Only the lines below from the one containing "Target: whole brown-and-white" to the one containing "Expected: one dot placed on each instance of the brown" should be repeated, both included and unchanged.

**** Data records

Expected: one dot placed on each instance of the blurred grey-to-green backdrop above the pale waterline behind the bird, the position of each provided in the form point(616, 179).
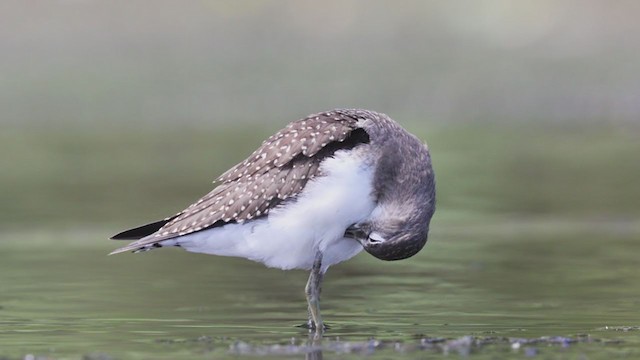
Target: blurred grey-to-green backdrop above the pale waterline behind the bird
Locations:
point(120, 111)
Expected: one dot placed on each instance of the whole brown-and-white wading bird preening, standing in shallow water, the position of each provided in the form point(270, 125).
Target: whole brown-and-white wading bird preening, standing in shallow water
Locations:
point(314, 194)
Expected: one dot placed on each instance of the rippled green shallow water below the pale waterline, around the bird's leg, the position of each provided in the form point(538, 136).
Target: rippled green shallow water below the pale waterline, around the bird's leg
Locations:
point(62, 297)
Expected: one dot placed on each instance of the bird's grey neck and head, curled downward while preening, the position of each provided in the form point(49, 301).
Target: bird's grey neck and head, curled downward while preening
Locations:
point(404, 186)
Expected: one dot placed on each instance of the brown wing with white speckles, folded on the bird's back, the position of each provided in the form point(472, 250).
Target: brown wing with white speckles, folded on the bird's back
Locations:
point(277, 170)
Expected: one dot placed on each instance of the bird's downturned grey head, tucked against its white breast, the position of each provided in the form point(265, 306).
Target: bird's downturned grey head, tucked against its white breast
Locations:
point(392, 238)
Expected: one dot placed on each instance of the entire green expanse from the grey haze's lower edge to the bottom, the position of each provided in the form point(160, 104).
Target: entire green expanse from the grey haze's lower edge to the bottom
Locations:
point(533, 252)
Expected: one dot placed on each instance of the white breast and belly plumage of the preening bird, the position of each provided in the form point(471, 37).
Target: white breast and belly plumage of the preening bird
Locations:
point(290, 236)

********

◆ **Exercise result**
Target: whole brown-and-white wading bird preening, standing in shallow water
Locations:
point(314, 194)
Expected: one dot placed on each instance of the rippled green shallow water below the pale waterline, around the bird's leg, the position of each provided in the form point(538, 136).
Target: rippled green shallow water below the pale waterline, around the bird's leg
Locations:
point(62, 297)
Expected: one dot placed on each instance of the bird's grey neck and head, curled downward while preening, the position of each provided in the form point(49, 301).
Target: bird's grey neck and head, curled downward while preening
Locations:
point(404, 186)
Expected: one dot placed on each instance of the brown wing with white speckles, folded on the bird's back, the position of each provided in the form point(472, 250).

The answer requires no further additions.